> _EXERCISE INSTRUCTIONS_: Pull out every line in the records below that contains the word "this".

> _RECORDS FOR THE EXERCISE_:
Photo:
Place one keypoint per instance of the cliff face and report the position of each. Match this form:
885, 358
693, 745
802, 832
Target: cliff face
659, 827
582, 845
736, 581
...
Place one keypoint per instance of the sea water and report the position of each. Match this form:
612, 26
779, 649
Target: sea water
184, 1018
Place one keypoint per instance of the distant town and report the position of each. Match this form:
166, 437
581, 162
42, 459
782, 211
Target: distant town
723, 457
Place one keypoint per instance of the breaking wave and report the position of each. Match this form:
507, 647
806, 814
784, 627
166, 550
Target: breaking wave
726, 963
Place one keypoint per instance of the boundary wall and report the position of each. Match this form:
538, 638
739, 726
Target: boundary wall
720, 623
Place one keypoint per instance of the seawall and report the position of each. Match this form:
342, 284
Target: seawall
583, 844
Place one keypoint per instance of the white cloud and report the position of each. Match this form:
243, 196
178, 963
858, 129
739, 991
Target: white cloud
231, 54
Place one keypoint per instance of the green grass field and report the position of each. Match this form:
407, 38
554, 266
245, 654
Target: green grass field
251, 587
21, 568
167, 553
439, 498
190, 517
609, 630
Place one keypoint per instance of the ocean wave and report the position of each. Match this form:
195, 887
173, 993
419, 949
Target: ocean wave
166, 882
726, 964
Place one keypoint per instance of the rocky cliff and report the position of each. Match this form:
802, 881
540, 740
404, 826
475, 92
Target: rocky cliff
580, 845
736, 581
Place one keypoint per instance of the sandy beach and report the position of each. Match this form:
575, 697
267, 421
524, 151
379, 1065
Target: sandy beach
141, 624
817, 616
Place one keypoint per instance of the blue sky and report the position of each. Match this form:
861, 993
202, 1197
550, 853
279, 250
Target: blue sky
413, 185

> _RIGHT ANSWER_:
Place one keypoint per instance of the cliff face and report the position of each. Match this form:
Place one keypoint per instance of the sea water and report the position of each. Match this form:
Place one keypoint per instance of the distant town and report the position of each. Match this form:
Place one keypoint per instance of the breaking wave and report the position of each. Match this form:
Place one keypoint per instance of the boundary wall and report the position of each. Match this form:
Place one keypoint per instance of the seawall and report the position of each. Match this form:
Place one keypoint per instance of the white cloud and report the position of each. Match this form:
Place one keypoint per instance of the green grass field and report the position of each. Match this form:
Place one keypoint per instance of the ocean wave and report the position of each. Match this form:
Place one keypoint per instance of the rocky cliff and report the position of each. Match this form:
Place one keypoint per instance of the sandy beach and report the position of each. Match this form:
Place one keypoint per instance of the blue sky and report the position of each. Match this form:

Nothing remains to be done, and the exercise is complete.